WORK ITEM: Work through the records that follow and return each line containing the word "building".

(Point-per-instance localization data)
---+---
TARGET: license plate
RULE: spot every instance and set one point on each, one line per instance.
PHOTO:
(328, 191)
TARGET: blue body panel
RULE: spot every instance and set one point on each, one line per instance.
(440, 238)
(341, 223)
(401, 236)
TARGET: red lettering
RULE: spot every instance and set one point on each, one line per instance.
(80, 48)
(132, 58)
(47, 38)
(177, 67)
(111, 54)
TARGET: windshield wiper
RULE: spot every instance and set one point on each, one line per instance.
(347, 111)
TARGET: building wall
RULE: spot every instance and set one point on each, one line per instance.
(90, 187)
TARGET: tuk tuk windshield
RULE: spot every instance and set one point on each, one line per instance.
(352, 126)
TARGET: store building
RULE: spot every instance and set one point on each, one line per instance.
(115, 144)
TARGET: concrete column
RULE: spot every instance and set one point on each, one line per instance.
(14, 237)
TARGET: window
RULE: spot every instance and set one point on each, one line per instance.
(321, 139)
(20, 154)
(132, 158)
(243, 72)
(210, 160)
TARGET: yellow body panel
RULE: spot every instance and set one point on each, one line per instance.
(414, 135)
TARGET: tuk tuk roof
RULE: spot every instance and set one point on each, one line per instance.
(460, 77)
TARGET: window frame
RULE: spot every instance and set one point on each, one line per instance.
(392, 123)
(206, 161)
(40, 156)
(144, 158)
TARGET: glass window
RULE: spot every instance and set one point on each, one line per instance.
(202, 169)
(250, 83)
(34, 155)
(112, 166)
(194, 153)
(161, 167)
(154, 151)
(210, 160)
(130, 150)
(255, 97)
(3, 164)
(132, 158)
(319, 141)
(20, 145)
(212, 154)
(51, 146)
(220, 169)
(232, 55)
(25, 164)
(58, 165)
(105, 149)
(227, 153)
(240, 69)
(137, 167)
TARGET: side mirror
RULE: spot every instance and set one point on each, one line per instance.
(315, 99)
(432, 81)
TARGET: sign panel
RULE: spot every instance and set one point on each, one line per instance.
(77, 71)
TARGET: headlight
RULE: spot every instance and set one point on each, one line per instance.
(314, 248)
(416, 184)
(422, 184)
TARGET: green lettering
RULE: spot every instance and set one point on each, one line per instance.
---+---
EXPECTED ANSWER:
TARGET: building wall
TARGET: store building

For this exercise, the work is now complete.